Kutipan Teks:
────────────────────
Demokrasi Kita

Dengan demikian, demokrasi Indonesia saat ini berada dalam posisi ambivalen. Ia lebih dari sekadar prosedur, tetapi belum mencapai substansi. Ia mengandung harapan, tetapi juga menyimpan potensi ilusi. - Usman Lonta -  

 

-----

PEDOMAN KARYA

Rabu, 19 November 2025

 

OPINI

 

Demokrasi Kita

 

Oleh: Usman Lonta

 

Perdebatan mengenai kualitas demokrasi Indonesia kembali mengemuka seiring semakin lebarnya jarak antara prosedur demokrasi dan realisasi nilai-nilai substansi demokrasi.

Dua dekade lebih pasca-Reformasi, Indonesia telah melaksanakan pemilu secara periodik, membuka ruang kompetisi multipartai, kompetisi antar kandidat Presiden, Kepala Daerah, serta memberikan peluang partisipasi bagi warga negara.

Di atas kertas, semua prosedur demokrasi berjalan dengan baik. Namun persoalan yang sering kali muncul sebagai pertanyaan kritis adalah, apakah prosedur tersebut benar-benar menghasilkan pemerintahan yang adil, dan akuntabel sebagai pintu gerbang menuju masyarakat sejahtera?

Pertanyaan inilah yang menghiasi diskursus tentang demokrasi prosedural versus demokrasi substantif dengan  harapan untuk menghadirkan demokrasi yang bermakna, bukan ilusi yang lahir dari ritual demokrasi prosedural semata.

Secara teoritis, demokrasi prosedural menekankan mekanisme yaitu Pemilu dilaksanakan secara periodik, rotasi kekuasaan, kebebasan berpendapat, serta sistem hukum yang menjamin kompetisi politik.

Joseph Schumpeter menggambarkan bahwa demokrasi adalah  metode memilih pemimpin melalui kompetisi antar-elite. Dalam kerangka ini, rakyat berperan terutama sebagai pemilih, bukan penentu arah kebijakan. Prosedur menjadi indikator utama, dan sejauh prosedur dijalankan, sebuah negara dianggap demokratis. Inilah yang dimaknai sebagai demorasi prosedural.

Berbeda dengan pandangan Robert Dahl, demokrasi menuntut lebih dari sekadar prosedur. Demokrasi mengharuskan negara mampu menghadirkan keadilan, penegakan hukum yang independen, perlindungan hak asasi manusia, dan kebijakan publik yang berpihak pada kesejahteraan rakyat.

Demokrasi semacam ini disebut sebagai Demokrasi substantif. Demokrasi substantif sebagai bentuk demokrasi yang tidak hanya memenuhi syarat polyarchy secara prosedural, tetapi juga menjamin kualitas hasil kebijakan.
────────────────────
Item yang tercantum dalam sebuah dataset:
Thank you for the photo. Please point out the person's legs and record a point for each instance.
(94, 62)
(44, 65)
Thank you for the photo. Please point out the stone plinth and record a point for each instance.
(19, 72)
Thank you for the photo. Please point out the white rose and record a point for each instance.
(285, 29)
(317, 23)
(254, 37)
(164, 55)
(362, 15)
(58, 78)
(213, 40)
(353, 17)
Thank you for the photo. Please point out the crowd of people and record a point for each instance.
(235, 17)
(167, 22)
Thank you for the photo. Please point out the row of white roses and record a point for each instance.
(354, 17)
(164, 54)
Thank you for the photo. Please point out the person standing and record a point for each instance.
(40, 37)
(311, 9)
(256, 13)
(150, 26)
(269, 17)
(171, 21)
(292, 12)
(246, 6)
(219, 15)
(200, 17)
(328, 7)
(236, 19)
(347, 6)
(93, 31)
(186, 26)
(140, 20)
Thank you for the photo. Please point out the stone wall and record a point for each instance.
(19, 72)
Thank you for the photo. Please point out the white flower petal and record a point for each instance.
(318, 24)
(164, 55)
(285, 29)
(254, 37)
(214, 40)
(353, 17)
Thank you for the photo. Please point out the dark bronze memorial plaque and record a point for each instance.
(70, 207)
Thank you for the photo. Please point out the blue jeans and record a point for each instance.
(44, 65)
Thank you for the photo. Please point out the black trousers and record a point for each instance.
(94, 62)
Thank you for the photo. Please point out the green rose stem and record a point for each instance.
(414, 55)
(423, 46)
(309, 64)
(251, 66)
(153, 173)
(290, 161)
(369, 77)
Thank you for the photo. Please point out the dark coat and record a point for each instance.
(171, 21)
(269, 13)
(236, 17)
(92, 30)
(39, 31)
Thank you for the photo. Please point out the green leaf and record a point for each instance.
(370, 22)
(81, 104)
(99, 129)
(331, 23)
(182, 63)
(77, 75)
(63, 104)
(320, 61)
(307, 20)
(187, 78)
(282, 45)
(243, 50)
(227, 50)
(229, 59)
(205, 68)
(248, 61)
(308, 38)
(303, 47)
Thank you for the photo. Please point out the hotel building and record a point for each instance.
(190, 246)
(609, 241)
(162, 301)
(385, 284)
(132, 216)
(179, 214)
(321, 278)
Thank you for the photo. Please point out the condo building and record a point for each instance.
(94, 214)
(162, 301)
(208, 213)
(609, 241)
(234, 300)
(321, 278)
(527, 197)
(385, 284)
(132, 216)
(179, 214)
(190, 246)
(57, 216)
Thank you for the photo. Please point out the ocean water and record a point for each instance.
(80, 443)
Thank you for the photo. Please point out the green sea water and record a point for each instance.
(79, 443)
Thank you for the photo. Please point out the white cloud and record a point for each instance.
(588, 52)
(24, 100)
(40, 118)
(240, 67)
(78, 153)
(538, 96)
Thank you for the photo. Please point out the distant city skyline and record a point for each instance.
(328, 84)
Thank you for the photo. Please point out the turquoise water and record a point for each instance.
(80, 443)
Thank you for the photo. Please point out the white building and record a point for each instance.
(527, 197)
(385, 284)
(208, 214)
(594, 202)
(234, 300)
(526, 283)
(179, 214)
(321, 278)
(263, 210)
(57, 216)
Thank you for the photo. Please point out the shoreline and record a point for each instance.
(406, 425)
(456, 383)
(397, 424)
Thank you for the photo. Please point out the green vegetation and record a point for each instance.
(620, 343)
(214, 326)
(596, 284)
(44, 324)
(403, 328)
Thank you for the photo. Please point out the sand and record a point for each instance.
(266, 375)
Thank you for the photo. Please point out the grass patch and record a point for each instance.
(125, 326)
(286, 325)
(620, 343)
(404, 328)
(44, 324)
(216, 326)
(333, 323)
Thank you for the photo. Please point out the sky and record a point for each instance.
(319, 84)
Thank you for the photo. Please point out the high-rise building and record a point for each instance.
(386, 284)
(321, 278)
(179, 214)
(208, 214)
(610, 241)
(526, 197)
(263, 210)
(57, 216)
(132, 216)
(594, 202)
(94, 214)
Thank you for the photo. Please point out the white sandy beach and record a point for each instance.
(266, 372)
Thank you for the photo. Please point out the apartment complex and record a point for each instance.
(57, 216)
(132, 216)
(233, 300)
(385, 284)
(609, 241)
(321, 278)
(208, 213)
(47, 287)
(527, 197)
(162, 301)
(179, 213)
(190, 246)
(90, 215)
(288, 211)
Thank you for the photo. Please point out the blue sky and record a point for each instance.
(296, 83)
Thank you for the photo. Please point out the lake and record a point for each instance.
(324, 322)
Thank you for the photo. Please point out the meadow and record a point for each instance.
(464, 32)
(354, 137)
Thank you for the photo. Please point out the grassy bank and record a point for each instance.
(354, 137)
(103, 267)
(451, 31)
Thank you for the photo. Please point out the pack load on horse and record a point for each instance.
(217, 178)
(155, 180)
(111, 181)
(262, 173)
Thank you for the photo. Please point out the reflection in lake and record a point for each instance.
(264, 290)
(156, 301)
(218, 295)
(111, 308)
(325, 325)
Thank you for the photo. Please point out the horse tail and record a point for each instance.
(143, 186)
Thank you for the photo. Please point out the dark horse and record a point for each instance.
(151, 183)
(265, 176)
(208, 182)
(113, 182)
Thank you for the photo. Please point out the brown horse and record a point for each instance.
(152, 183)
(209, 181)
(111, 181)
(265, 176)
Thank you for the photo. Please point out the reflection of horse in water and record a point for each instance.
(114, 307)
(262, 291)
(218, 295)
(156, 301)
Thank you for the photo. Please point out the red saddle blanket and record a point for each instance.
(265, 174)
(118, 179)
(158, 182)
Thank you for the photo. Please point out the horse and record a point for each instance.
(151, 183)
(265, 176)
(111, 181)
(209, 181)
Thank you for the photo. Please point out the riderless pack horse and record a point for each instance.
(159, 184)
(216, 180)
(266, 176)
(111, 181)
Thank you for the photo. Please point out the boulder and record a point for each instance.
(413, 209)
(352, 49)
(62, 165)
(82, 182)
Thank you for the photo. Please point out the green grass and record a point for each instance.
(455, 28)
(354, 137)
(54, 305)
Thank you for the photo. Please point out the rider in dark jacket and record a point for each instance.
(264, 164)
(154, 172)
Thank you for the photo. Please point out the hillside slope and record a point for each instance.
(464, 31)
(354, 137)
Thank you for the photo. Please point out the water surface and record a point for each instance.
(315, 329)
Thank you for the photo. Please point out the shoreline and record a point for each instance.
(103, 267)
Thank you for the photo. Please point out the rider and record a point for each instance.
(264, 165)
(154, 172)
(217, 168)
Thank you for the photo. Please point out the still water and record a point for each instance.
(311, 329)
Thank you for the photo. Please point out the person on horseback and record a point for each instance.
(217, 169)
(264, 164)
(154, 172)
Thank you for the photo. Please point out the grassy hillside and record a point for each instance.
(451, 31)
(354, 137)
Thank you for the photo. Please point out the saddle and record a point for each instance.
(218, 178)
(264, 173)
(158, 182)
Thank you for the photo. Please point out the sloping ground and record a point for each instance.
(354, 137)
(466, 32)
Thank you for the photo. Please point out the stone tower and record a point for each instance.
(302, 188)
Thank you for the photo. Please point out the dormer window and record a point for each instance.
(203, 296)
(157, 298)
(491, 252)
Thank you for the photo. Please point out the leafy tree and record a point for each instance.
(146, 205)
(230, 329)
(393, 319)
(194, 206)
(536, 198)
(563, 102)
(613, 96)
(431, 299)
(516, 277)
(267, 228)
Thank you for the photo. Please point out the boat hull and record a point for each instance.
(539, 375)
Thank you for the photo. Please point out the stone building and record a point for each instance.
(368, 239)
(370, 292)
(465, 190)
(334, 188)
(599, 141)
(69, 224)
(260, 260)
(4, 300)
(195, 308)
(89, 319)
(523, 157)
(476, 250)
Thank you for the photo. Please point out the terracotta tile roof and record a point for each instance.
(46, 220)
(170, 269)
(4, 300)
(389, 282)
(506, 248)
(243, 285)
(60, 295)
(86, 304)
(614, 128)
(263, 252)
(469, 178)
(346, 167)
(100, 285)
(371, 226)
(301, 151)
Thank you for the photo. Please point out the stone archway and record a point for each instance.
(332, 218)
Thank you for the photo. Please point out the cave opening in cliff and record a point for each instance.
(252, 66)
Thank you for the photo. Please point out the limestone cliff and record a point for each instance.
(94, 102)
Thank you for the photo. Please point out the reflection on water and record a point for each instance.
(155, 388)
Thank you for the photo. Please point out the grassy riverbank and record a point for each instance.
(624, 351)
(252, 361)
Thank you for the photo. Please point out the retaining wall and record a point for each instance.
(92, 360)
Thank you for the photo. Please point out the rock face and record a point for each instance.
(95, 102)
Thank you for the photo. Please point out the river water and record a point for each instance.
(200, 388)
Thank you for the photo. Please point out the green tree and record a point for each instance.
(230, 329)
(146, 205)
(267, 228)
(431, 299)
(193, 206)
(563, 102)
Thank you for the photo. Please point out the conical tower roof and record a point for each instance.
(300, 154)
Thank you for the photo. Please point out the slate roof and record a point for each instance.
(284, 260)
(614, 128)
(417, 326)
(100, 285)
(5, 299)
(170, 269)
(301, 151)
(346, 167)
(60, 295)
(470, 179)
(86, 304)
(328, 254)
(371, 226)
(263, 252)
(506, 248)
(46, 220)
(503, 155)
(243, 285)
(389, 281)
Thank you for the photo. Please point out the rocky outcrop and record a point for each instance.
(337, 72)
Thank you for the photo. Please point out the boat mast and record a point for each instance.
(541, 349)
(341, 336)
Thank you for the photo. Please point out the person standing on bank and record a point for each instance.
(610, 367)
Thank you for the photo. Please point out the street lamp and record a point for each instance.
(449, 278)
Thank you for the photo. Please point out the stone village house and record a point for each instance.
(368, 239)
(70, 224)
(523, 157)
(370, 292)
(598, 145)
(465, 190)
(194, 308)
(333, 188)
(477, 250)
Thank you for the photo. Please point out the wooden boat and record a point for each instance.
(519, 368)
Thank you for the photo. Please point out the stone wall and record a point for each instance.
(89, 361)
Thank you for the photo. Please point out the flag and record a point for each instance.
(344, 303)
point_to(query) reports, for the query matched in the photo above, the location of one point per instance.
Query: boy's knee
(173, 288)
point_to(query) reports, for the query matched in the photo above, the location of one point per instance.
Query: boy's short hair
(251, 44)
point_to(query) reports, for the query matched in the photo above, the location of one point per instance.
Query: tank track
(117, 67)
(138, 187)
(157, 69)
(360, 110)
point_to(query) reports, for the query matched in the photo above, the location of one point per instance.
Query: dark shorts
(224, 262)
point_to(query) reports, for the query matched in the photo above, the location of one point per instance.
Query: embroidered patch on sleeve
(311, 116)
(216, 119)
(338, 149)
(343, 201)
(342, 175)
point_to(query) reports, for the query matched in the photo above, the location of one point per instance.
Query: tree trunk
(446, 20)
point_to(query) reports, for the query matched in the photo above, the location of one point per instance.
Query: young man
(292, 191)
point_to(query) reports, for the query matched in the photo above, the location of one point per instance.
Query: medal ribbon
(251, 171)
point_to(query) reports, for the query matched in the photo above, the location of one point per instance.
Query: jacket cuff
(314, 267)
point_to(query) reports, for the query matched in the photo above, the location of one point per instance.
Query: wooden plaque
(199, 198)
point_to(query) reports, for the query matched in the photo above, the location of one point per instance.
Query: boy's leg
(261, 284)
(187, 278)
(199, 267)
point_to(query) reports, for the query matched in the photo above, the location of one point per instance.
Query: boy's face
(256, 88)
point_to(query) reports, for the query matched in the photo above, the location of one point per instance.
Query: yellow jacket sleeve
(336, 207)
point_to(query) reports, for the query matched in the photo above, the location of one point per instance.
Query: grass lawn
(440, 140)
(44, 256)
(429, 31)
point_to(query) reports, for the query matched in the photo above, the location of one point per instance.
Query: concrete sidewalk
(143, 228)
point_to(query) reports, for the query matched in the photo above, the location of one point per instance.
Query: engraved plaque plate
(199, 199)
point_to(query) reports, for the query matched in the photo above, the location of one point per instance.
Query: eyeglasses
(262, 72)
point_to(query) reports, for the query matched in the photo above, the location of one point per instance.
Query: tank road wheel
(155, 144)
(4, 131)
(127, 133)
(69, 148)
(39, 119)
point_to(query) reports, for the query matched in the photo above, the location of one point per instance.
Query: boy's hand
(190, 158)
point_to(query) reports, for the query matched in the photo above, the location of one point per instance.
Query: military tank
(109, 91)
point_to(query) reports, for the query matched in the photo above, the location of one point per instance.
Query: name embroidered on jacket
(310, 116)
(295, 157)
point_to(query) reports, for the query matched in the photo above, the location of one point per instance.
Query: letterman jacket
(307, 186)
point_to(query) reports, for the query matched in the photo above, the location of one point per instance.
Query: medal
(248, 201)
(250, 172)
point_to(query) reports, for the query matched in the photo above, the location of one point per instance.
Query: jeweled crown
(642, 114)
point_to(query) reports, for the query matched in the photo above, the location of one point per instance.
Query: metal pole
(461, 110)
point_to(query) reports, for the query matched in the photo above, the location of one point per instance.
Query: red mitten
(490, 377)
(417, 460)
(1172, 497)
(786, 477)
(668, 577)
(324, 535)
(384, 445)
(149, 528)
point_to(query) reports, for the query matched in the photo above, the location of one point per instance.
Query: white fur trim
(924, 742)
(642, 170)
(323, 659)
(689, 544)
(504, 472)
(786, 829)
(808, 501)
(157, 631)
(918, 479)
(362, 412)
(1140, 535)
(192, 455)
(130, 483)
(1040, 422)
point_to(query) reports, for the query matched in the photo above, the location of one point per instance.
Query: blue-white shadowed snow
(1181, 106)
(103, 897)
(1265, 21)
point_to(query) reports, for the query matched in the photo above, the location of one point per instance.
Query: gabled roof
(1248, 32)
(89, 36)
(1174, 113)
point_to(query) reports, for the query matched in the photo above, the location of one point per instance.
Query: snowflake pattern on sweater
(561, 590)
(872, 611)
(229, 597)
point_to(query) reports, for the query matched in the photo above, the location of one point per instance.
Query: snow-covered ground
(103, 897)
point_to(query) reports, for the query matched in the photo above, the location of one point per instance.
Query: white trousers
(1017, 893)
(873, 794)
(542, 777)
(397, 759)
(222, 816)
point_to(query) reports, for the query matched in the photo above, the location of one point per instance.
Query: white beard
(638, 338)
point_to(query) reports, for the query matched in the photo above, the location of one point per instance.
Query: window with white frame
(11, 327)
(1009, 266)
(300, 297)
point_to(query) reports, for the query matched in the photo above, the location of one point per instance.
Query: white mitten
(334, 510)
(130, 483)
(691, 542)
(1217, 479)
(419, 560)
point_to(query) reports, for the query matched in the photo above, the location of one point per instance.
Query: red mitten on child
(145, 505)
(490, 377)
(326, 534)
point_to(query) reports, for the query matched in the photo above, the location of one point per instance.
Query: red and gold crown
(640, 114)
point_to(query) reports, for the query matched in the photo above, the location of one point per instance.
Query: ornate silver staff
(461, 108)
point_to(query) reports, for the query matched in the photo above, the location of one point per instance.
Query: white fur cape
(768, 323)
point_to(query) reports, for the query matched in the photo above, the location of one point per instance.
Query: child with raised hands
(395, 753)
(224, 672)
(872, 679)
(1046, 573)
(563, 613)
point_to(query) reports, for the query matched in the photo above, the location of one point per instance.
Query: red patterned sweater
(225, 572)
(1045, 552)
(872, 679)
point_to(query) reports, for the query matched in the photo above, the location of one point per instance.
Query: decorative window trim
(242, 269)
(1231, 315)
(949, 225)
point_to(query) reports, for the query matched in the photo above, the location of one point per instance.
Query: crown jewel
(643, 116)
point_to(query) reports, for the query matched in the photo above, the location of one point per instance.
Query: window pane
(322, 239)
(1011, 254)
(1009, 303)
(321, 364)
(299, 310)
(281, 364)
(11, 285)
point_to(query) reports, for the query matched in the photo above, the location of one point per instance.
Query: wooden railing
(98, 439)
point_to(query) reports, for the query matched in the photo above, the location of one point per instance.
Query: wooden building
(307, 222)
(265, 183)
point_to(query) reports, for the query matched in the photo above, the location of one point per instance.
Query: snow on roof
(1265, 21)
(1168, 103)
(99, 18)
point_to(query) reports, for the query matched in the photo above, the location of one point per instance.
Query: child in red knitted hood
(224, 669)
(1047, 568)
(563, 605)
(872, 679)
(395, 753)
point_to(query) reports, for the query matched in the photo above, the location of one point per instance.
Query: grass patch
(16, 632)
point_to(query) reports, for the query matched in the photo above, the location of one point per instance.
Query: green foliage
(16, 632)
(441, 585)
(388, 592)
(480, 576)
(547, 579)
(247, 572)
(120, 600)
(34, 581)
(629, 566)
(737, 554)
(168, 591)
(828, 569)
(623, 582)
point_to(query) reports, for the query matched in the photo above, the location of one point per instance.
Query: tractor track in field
────────────────────
Daftar Tugas:
a: Laporkan setiap baris data di atas yang memuat kata "wooden", dan salin tiap baris itu secara utuh.
b: Tuntaskan bagian berikutnya dari tulisan opini tentang demokrasi Indonesia di atas, mulai setelah kalimat terakhir yang ditampilkan.

Jawaban Berurutan:
a:
Thank you for the photo. Please point out the wooden boat and record a point for each instance.
Query: wooden plaque
Query: wooden railing
Query: wooden building

b:
Jika kita menilai Indonesia berdasarkan dua spektrum ini, maka terlihat jelas bahwa demokrasi kita kuat pada tataran prosedural, tetapi lemah dalam dimensi substantif. Pemilu memang rutin dilaksanakan, tetapi praktik politik uang masih marak dan bahkan dianggap kewajaran.

Partai politik menjadi institusi yang formalnya demokratis, namun dalam kenyataannya dikelola secara oligarkis dan tidak transparan. Undang-undang menjamin kebebasan berekspresi, tetapi tekanan terhadap masyarakat sipil, aktivis, dan media masih terjadi. Secara prosedural, demokrasi bekerja, namun secara substantif, demokrasi masih menghadapi kemacetan.

Salah satu indikasi kelemahan substantif adalah dominasi oligarki dalam proses politik dan kebijakan publik. Elite ekonomi, pemilik modal, dan jaringan kekuasaan memainkan peran besar dalam menentukan arah kebijakan.

Hal ini menciptakan situasi di mana prosedur demokrasi justru menjadi instrumen untuk melegitimasi kepentingan kelompok kecil, bukan untuk menghadirkan keadilan bagi mayoritas. Pemilu yang diharapkan menjadi arena kontestasi gagasan berubah menjadi arena kontestasi modal.

Rendahnya literasi politik masyarakat semakin memperparah keadaan. Politik uang, politik pencitraan (kepalsuan), dan manipulasi informasi sering digunakan untuk mempengaruhi pilihan publik.

Dalam kondisi demikian, rakyat tidak benar-benar menjadi subjek demokrasi, melainkan objek yang mudah dimobilisasi. Demokrasi prosedural tetap berjalan, tetapi tidak menghasilkan pemerintahan yang benar-benar pro-rakyat.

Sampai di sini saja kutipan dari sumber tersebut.